- _Required action_
The records below need to be restated word for word.

Data excerpts
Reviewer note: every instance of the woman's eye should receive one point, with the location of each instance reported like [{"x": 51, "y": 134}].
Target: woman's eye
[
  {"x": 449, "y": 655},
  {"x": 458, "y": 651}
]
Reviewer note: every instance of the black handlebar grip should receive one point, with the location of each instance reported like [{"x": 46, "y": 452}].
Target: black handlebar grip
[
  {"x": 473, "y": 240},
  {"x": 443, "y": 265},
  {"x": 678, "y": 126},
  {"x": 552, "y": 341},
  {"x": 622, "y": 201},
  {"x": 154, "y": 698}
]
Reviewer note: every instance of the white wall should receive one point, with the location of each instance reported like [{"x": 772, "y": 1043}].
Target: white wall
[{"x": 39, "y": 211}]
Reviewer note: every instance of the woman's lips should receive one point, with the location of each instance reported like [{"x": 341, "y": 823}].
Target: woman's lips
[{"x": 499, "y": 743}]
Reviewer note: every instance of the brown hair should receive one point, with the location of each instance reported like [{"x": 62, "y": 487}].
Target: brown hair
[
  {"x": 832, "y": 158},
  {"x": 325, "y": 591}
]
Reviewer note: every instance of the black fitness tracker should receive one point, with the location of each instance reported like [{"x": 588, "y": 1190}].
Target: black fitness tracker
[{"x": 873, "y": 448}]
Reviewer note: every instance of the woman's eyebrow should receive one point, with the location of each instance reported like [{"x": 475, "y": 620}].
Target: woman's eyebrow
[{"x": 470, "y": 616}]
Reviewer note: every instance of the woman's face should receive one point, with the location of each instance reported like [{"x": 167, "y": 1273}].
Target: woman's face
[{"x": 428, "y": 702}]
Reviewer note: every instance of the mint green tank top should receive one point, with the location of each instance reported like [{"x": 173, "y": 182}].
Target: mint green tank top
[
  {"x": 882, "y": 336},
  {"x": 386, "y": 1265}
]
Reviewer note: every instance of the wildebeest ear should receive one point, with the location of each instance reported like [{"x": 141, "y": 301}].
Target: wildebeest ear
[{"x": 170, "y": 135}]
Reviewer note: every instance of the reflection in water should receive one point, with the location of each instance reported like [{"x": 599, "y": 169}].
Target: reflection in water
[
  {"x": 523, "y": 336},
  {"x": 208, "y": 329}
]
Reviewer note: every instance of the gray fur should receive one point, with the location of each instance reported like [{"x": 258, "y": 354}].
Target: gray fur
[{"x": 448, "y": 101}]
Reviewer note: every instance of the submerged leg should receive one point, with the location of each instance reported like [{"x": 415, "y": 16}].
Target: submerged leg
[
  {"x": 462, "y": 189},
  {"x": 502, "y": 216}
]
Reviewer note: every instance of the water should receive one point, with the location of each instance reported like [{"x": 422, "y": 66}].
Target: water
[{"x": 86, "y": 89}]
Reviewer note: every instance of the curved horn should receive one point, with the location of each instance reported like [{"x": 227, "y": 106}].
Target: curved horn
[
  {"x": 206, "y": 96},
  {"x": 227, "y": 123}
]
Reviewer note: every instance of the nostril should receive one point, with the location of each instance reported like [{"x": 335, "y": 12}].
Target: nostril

- _Response box_
Reviewer note: every instance of the woman's eye should receive one point, with the location of each instance reported like [{"x": 51, "y": 134}].
Target: woman's eye
[
  {"x": 449, "y": 655},
  {"x": 458, "y": 651}
]
Reviewer note: every instance of the black handlebar grip should receive one point, with the location of each instance reported like [{"x": 46, "y": 452}].
Target: black handlebar grip
[
  {"x": 473, "y": 240},
  {"x": 443, "y": 265},
  {"x": 678, "y": 126},
  {"x": 552, "y": 341},
  {"x": 622, "y": 201},
  {"x": 154, "y": 698}
]
Reviewer note: every instance of the white wall should receive one point, with the location of each instance reported like [{"x": 772, "y": 1043}].
Target: white wall
[{"x": 39, "y": 211}]
Reviewer note: every instance of the woman's lips should receive one point, with the location of each instance reported like [{"x": 341, "y": 823}].
Target: woman's lips
[{"x": 499, "y": 743}]
Reviewer note: every instance of the brown hair should receive one point, with the location of each instance reported like [{"x": 62, "y": 487}].
Target: brown hair
[
  {"x": 832, "y": 158},
  {"x": 325, "y": 591}
]
Reviewer note: every instance of the black fitness tracker should receive one point, with the location of each instance reported like [{"x": 588, "y": 1190}].
Target: black fitness tracker
[{"x": 873, "y": 448}]
Reviewer note: every instance of the woman's eyebrow should receive one point, with the location of each instance reported like [{"x": 475, "y": 620}].
Target: woman's eyebrow
[{"x": 470, "y": 616}]
Reviewer note: every instance of the woman's face should receive one point, with the location of each instance reported like [{"x": 167, "y": 1273}].
Target: woman's face
[{"x": 428, "y": 702}]
Reviewer note: every instance of the mint green tank top should receive one point, with the location of each instance reported like [{"x": 173, "y": 182}].
Target: mint green tank top
[
  {"x": 882, "y": 336},
  {"x": 386, "y": 1265}
]
Reviewer note: every instance of the wildebeest ear should receive one point, with the location of each instance reported like [{"x": 141, "y": 301}].
Target: wildebeest ear
[{"x": 170, "y": 135}]
Reviewer note: every instance of the reflection in water should receive one point, with the location of each instance reported like [{"x": 599, "y": 169}].
Target: reflection in water
[
  {"x": 523, "y": 336},
  {"x": 208, "y": 329}
]
Reviewer note: every instance of the gray fur should receive one point, with the location of each instance reported like [{"x": 258, "y": 354}].
Target: gray fur
[{"x": 448, "y": 101}]
Reviewer note: every instance of the submerged leg should receive one point, with the location of each instance reported like [{"x": 415, "y": 16}].
Target: submerged leg
[
  {"x": 462, "y": 189},
  {"x": 502, "y": 216}
]
Reviewer note: every instance of the water should receive one point, with the location of each instance reported like [{"x": 422, "y": 66}].
Target: water
[{"x": 86, "y": 89}]
Reviewer note: every instance of the curved horn should receive one point, with the location of each instance reported like [{"x": 227, "y": 106}].
Target: curved horn
[
  {"x": 206, "y": 96},
  {"x": 227, "y": 123}
]
Reviewer note: every instance of the nostril should receive one point, with the location of each instance reported like [{"x": 335, "y": 12}].
Target: nostril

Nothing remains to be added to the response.